**TASK GOAL**
Repeat all of the material exactly as given.

**MATERIALS PROVIDED**
════

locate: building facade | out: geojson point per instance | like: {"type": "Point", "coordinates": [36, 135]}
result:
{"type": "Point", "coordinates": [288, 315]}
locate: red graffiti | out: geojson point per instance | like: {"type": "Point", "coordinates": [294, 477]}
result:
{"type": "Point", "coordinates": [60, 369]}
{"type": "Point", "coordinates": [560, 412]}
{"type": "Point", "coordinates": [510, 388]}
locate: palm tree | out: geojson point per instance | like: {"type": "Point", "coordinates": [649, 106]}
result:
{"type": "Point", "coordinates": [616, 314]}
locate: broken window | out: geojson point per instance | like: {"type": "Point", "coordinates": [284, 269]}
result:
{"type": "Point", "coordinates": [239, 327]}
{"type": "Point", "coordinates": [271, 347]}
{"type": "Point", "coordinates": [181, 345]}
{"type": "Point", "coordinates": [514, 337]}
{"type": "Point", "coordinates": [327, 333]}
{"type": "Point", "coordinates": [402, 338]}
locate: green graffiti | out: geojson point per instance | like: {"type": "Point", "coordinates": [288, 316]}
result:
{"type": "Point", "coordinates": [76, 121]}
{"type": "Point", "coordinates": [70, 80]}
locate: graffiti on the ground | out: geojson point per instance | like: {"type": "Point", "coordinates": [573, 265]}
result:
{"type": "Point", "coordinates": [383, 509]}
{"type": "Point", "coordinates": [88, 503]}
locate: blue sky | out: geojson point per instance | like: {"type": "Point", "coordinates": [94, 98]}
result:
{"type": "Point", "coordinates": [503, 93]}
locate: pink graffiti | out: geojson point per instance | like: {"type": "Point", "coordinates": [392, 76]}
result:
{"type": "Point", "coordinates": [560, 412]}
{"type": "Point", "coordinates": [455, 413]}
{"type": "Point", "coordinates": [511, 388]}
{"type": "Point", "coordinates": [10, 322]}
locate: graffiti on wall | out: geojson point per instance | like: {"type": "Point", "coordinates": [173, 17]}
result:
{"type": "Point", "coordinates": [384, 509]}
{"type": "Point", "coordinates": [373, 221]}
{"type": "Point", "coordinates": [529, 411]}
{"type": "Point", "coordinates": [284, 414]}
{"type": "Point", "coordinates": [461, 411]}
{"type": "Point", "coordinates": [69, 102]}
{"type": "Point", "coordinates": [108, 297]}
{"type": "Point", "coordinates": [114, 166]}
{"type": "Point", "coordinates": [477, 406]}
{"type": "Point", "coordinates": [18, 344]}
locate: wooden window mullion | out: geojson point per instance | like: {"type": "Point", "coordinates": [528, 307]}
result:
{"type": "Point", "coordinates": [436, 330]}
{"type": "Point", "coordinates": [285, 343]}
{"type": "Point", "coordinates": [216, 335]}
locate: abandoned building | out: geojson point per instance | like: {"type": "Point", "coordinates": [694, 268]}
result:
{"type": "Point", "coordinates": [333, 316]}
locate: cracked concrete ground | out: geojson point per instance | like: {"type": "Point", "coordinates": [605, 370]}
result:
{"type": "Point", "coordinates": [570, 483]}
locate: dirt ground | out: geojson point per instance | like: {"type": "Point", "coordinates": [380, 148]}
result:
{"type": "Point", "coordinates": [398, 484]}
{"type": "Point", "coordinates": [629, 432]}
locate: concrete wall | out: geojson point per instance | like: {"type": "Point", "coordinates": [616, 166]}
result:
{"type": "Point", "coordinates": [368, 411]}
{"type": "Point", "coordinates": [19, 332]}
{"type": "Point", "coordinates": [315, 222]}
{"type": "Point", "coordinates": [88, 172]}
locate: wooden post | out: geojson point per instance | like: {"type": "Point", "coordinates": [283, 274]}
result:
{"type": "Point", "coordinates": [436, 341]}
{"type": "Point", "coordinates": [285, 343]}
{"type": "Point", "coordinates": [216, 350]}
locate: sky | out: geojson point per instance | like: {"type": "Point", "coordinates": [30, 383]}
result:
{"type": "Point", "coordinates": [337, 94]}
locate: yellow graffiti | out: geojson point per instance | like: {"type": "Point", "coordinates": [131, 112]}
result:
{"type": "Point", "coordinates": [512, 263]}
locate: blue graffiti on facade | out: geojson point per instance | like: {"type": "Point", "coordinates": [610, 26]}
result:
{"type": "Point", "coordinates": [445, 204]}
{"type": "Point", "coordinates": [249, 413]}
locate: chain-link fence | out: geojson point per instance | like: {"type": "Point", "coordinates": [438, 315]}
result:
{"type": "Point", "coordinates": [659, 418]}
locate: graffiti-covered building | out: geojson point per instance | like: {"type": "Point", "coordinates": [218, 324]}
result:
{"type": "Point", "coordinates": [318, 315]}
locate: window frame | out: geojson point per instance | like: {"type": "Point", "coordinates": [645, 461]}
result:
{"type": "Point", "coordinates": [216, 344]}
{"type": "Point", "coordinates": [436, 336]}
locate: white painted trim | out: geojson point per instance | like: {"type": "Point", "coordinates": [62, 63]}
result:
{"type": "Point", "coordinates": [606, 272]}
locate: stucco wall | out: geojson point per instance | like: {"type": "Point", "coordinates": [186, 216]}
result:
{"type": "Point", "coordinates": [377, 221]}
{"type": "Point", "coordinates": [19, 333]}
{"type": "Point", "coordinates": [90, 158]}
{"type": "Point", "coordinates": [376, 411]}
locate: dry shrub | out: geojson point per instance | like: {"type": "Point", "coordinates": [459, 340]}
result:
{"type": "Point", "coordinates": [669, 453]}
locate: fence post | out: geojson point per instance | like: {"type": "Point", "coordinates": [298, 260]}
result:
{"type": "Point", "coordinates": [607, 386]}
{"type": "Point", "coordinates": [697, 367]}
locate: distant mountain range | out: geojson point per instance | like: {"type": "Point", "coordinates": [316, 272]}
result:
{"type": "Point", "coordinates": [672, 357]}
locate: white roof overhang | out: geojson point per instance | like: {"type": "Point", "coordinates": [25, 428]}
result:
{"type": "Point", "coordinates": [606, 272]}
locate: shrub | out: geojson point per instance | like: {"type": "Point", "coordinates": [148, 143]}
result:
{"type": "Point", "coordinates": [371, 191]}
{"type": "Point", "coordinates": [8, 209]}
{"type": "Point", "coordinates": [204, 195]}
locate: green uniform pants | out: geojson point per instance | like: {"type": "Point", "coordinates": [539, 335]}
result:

════

**ANSWER**
locate: building facade | out: geojson point per instance | like: {"type": "Point", "coordinates": [36, 135]}
result:
{"type": "Point", "coordinates": [288, 315]}
locate: red graffiti | out: geojson point per instance | like: {"type": "Point", "coordinates": [294, 477]}
result:
{"type": "Point", "coordinates": [60, 369]}
{"type": "Point", "coordinates": [560, 412]}
{"type": "Point", "coordinates": [510, 388]}
locate: palm tree | out: geojson point per instance | like: {"type": "Point", "coordinates": [649, 106]}
result:
{"type": "Point", "coordinates": [616, 314]}
locate: broken window | out: geojson point per instance | like: {"type": "Point", "coordinates": [284, 269]}
result:
{"type": "Point", "coordinates": [239, 327]}
{"type": "Point", "coordinates": [271, 347]}
{"type": "Point", "coordinates": [181, 345]}
{"type": "Point", "coordinates": [514, 337]}
{"type": "Point", "coordinates": [327, 333]}
{"type": "Point", "coordinates": [402, 338]}
locate: green graffiti | out: geojson point per instance | like: {"type": "Point", "coordinates": [288, 316]}
result:
{"type": "Point", "coordinates": [76, 121]}
{"type": "Point", "coordinates": [70, 80]}
locate: graffiti on the ground | out: geojson point per instance | like: {"type": "Point", "coordinates": [573, 265]}
result:
{"type": "Point", "coordinates": [383, 509]}
{"type": "Point", "coordinates": [88, 503]}
locate: blue sky | out: geojson point per instance | like: {"type": "Point", "coordinates": [94, 98]}
result:
{"type": "Point", "coordinates": [503, 93]}
locate: pink graffiti | out: geojson point per instance | like: {"type": "Point", "coordinates": [392, 76]}
result:
{"type": "Point", "coordinates": [560, 412]}
{"type": "Point", "coordinates": [455, 413]}
{"type": "Point", "coordinates": [511, 388]}
{"type": "Point", "coordinates": [10, 322]}
locate: graffiti on wall | out: geojson point per instance | like: {"type": "Point", "coordinates": [173, 17]}
result:
{"type": "Point", "coordinates": [384, 509]}
{"type": "Point", "coordinates": [373, 221]}
{"type": "Point", "coordinates": [529, 411]}
{"type": "Point", "coordinates": [284, 414]}
{"type": "Point", "coordinates": [461, 411]}
{"type": "Point", "coordinates": [69, 102]}
{"type": "Point", "coordinates": [108, 297]}
{"type": "Point", "coordinates": [114, 166]}
{"type": "Point", "coordinates": [477, 406]}
{"type": "Point", "coordinates": [18, 344]}
locate: wooden window mullion | out: geojson point per instance | like: {"type": "Point", "coordinates": [528, 307]}
result:
{"type": "Point", "coordinates": [436, 330]}
{"type": "Point", "coordinates": [285, 343]}
{"type": "Point", "coordinates": [216, 335]}
locate: abandoned building | out: geojson point per instance | like: {"type": "Point", "coordinates": [694, 268]}
result:
{"type": "Point", "coordinates": [333, 316]}
locate: cracked concrete ground | out: geojson point per instance | like: {"type": "Point", "coordinates": [605, 370]}
result:
{"type": "Point", "coordinates": [570, 483]}
locate: dirt ground | out: geojson point per instance | like: {"type": "Point", "coordinates": [380, 148]}
result:
{"type": "Point", "coordinates": [398, 484]}
{"type": "Point", "coordinates": [629, 432]}
locate: concrete wall | out: geojson point per instance | like: {"type": "Point", "coordinates": [616, 166]}
result:
{"type": "Point", "coordinates": [368, 411]}
{"type": "Point", "coordinates": [19, 332]}
{"type": "Point", "coordinates": [315, 222]}
{"type": "Point", "coordinates": [88, 172]}
locate: wooden post | out: geojson point per instance | like: {"type": "Point", "coordinates": [283, 274]}
result:
{"type": "Point", "coordinates": [436, 341]}
{"type": "Point", "coordinates": [285, 343]}
{"type": "Point", "coordinates": [216, 350]}
locate: sky | out: geojson point per instance | like: {"type": "Point", "coordinates": [30, 383]}
result:
{"type": "Point", "coordinates": [337, 94]}
locate: yellow graffiti | out: geojson point per instance | like: {"type": "Point", "coordinates": [131, 112]}
result:
{"type": "Point", "coordinates": [512, 263]}
locate: blue graffiti on facade | out: geojson point per instance | like: {"type": "Point", "coordinates": [610, 26]}
result:
{"type": "Point", "coordinates": [445, 204]}
{"type": "Point", "coordinates": [249, 413]}
locate: chain-link fence | out: geojson point per instance | like: {"type": "Point", "coordinates": [438, 315]}
result:
{"type": "Point", "coordinates": [659, 418]}
locate: graffiti-covered building | out: geojson point per instance | like: {"type": "Point", "coordinates": [218, 324]}
result:
{"type": "Point", "coordinates": [318, 315]}
locate: window frame | out: geojson point per instance | like: {"type": "Point", "coordinates": [645, 461]}
result:
{"type": "Point", "coordinates": [216, 344]}
{"type": "Point", "coordinates": [436, 336]}
locate: white painted trim | out: geojson point per instance | like: {"type": "Point", "coordinates": [62, 63]}
result:
{"type": "Point", "coordinates": [606, 272]}
locate: stucco wall | out: geojson point per instance | like: {"type": "Point", "coordinates": [186, 216]}
result:
{"type": "Point", "coordinates": [377, 221]}
{"type": "Point", "coordinates": [19, 333]}
{"type": "Point", "coordinates": [90, 158]}
{"type": "Point", "coordinates": [376, 411]}
locate: dry shrub | out: geojson point per instance | like: {"type": "Point", "coordinates": [459, 340]}
result:
{"type": "Point", "coordinates": [669, 453]}
locate: fence post | out: geojson point per instance | like: {"type": "Point", "coordinates": [298, 260]}
result:
{"type": "Point", "coordinates": [607, 386]}
{"type": "Point", "coordinates": [697, 367]}
locate: distant mountain range | out: geojson point per instance | like: {"type": "Point", "coordinates": [316, 272]}
result:
{"type": "Point", "coordinates": [672, 357]}
locate: white roof overhang | out: geojson point per instance | like: {"type": "Point", "coordinates": [25, 428]}
result:
{"type": "Point", "coordinates": [606, 272]}
locate: shrub | out: geojson point per instance | like: {"type": "Point", "coordinates": [148, 143]}
result:
{"type": "Point", "coordinates": [371, 191]}
{"type": "Point", "coordinates": [8, 209]}
{"type": "Point", "coordinates": [204, 195]}
locate: green uniform pants | out: geojson point per instance | like: {"type": "Point", "coordinates": [539, 335]}
result:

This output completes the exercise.